REQUIRED WORK:
Scale the listing below from the line containing "drop a point: the bridge handrail" down to its end, reproducing those lines alone, requests included, with each point coordinate multiplied by 1.5 and rounded to a whole number, halves going up.
--- Start PROVIDED RECORDS ---
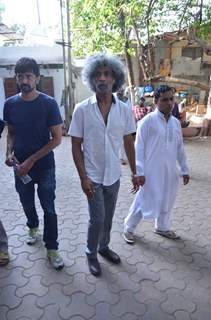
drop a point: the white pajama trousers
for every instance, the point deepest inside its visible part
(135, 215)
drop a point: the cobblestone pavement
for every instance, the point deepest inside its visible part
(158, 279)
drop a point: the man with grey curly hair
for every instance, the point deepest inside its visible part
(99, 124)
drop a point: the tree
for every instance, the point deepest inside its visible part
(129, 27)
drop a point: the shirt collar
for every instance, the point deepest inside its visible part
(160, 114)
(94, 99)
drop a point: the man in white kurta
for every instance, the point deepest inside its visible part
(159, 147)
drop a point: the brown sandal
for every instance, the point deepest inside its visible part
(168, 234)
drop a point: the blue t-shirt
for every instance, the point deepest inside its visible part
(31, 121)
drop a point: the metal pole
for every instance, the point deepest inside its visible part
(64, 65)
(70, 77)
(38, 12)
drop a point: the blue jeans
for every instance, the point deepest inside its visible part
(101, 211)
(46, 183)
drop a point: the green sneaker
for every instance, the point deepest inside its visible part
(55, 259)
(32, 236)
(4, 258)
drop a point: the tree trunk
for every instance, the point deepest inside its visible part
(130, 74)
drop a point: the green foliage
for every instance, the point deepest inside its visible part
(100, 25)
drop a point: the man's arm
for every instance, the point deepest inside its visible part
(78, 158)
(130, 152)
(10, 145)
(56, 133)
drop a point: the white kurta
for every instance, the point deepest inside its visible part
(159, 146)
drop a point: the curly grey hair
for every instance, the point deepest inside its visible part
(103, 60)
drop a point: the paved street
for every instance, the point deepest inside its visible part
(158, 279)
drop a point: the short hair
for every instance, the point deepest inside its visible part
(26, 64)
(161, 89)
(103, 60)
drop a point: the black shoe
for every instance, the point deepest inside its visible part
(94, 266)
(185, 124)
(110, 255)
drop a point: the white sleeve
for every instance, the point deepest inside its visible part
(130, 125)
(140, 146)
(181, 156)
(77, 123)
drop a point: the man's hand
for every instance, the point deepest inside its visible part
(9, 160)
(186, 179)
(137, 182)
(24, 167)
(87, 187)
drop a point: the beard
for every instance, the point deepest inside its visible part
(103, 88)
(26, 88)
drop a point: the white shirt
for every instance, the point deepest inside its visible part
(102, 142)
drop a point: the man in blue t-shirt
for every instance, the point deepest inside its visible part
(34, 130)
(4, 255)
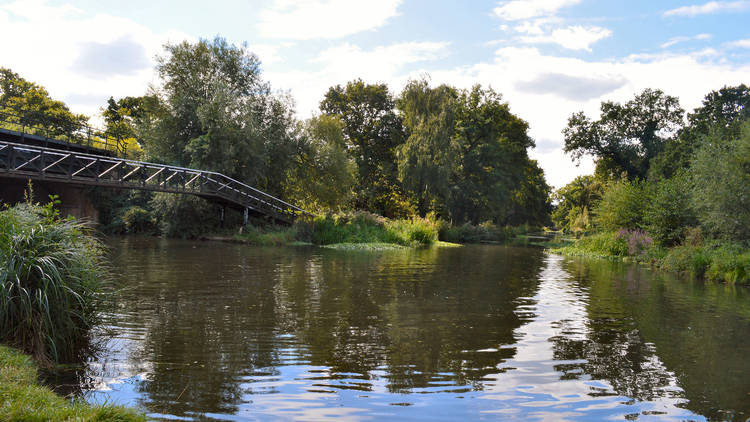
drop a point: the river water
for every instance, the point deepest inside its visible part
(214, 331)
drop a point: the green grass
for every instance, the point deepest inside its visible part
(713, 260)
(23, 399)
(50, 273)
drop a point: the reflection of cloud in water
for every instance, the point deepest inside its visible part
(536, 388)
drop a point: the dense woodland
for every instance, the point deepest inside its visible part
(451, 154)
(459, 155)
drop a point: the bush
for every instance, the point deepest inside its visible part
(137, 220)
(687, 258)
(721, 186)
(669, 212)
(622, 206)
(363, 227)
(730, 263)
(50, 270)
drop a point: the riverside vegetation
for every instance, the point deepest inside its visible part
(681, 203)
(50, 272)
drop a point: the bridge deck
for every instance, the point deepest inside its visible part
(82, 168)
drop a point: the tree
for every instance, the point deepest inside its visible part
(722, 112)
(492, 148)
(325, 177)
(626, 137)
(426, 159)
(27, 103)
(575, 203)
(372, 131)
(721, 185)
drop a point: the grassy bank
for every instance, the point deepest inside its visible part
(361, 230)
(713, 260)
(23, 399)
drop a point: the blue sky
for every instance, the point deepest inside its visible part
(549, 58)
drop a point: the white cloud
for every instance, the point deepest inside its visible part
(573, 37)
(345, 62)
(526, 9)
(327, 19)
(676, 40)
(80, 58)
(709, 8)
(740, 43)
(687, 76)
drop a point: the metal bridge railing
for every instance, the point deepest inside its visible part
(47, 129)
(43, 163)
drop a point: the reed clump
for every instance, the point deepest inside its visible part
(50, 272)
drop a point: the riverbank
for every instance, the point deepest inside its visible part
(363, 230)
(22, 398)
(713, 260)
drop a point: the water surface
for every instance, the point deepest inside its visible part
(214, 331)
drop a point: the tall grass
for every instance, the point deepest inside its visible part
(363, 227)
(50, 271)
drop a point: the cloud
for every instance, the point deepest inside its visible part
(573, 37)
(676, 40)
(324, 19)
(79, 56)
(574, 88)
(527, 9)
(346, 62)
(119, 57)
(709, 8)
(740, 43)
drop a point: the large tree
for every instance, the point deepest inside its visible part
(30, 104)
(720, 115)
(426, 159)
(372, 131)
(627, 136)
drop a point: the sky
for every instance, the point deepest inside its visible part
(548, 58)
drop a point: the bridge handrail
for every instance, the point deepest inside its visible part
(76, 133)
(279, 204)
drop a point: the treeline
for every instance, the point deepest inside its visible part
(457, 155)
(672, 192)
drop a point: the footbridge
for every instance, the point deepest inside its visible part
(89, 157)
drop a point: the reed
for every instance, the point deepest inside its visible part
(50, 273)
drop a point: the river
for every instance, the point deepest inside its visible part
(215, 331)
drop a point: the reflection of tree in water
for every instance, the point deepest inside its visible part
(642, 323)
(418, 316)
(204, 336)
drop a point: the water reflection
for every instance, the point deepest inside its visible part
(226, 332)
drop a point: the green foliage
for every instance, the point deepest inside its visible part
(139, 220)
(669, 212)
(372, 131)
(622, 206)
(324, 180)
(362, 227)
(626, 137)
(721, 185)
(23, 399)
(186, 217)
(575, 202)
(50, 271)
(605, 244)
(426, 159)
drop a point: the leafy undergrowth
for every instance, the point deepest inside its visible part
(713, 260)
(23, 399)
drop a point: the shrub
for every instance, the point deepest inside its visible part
--- End PROVIDED RECORDS ---
SOLUTION:
drop a point: the bridge handrail
for every instance, the point deepest inside its visible part
(114, 200)
(419, 306)
drop a point: the treeline
for every instance, the point deepest inside its visible part
(686, 233)
(1008, 288)
drop a point: the footbridge
for every instance, the point deepest inside its visible part
(134, 236)
drop a point: the reed
for every instance, the point deepest inside its visible part
(75, 410)
drop a point: the river
for every instance, the point deepest inside its visible part
(323, 497)
drop a point: the reflection of tree in water
for every instance, the point deepest inside its visible part
(963, 485)
(627, 474)
(306, 504)
drop a point: the water reflection
for every instance, the point deepest inside its visible part
(339, 498)
drop a point: the green foliage
for every instance, the point deepest inside its visible part
(209, 330)
(1004, 318)
(558, 197)
(933, 309)
(486, 270)
(543, 341)
(939, 206)
(1082, 278)
(35, 599)
(279, 326)
(863, 303)
(75, 407)
(908, 366)
(639, 239)
drop a point: the leafy undergrowth
for every instance, the point deepest inside its visible part
(1070, 390)
(35, 599)
drop a point: the shrub
for every instance, the point deepest inside its visible part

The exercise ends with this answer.